======== Information shown

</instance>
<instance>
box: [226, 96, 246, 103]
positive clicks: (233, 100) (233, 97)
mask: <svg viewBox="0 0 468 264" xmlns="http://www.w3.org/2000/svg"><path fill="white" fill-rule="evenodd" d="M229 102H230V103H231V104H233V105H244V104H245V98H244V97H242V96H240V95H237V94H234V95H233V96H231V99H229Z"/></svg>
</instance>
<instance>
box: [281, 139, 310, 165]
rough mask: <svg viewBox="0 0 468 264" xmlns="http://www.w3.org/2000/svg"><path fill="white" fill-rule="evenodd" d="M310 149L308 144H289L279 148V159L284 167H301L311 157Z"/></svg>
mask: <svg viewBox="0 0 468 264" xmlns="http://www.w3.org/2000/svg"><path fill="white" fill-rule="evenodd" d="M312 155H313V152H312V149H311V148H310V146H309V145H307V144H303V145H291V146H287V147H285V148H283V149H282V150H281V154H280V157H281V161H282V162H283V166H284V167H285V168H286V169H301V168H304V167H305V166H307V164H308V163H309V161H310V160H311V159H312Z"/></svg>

================

- Assignment -
Please write out, exactly as they appear, the lines from the line containing "positive clicks: (233, 100) (233, 97)" through the last line of the records above, both included.

- Answer space -
positive clicks: (233, 100) (233, 97)
mask: <svg viewBox="0 0 468 264" xmlns="http://www.w3.org/2000/svg"><path fill="white" fill-rule="evenodd" d="M229 102H230V103H231V104H233V105H244V104H245V98H244V97H242V96H240V95H237V94H234V95H233V96H231V99H229Z"/></svg>
</instance>
<instance>
box: [281, 139, 310, 165]
rough mask: <svg viewBox="0 0 468 264" xmlns="http://www.w3.org/2000/svg"><path fill="white" fill-rule="evenodd" d="M310 149L308 144H289L279 148V159L284 167H301L311 157Z"/></svg>
mask: <svg viewBox="0 0 468 264" xmlns="http://www.w3.org/2000/svg"><path fill="white" fill-rule="evenodd" d="M312 155H313V152H312V149H311V148H310V146H309V145H307V144H303V145H291V146H287V147H285V148H283V149H282V150H281V154H280V157H281V161H282V162H283V166H284V167H285V168H286V169H301V168H304V167H305V166H307V164H308V163H309V161H310V160H311V159H312Z"/></svg>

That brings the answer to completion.